THE REQUEST:
Reproduce the lines starting at the one containing "Where is the dry grass in it?" and ending at the close of the material, switching "corners" to "vertices" and leaving everything else unchanged.

--- DATA FOR THIS EXERCISE ---

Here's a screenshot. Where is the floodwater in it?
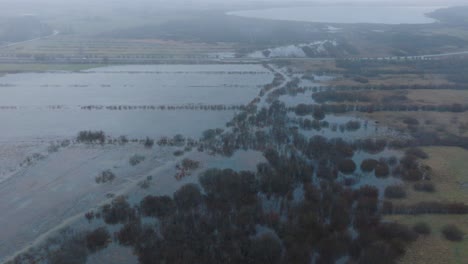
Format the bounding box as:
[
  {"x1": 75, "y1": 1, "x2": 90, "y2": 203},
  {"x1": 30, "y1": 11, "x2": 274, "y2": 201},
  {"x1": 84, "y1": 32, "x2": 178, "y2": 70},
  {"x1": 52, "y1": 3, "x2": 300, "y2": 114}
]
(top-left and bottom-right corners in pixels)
[
  {"x1": 0, "y1": 65, "x2": 273, "y2": 141},
  {"x1": 228, "y1": 5, "x2": 442, "y2": 24}
]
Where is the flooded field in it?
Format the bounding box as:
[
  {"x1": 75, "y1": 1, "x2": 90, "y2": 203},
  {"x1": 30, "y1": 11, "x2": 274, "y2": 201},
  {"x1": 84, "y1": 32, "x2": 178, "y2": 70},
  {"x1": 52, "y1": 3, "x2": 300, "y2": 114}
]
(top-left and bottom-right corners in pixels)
[
  {"x1": 0, "y1": 65, "x2": 272, "y2": 141},
  {"x1": 0, "y1": 65, "x2": 414, "y2": 263}
]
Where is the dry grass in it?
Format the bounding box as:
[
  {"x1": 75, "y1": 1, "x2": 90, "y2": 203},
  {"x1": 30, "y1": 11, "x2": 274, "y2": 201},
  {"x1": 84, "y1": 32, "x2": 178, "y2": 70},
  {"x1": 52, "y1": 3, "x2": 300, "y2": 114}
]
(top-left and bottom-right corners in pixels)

---

TASK SOLUTION:
Where is the dry grass in it?
Format the bounding box as:
[
  {"x1": 75, "y1": 1, "x2": 90, "y2": 203},
  {"x1": 30, "y1": 11, "x2": 274, "y2": 201},
  {"x1": 84, "y1": 32, "x2": 178, "y2": 70},
  {"x1": 52, "y1": 3, "x2": 300, "y2": 114}
]
(top-left and bottom-right vertices in pixels)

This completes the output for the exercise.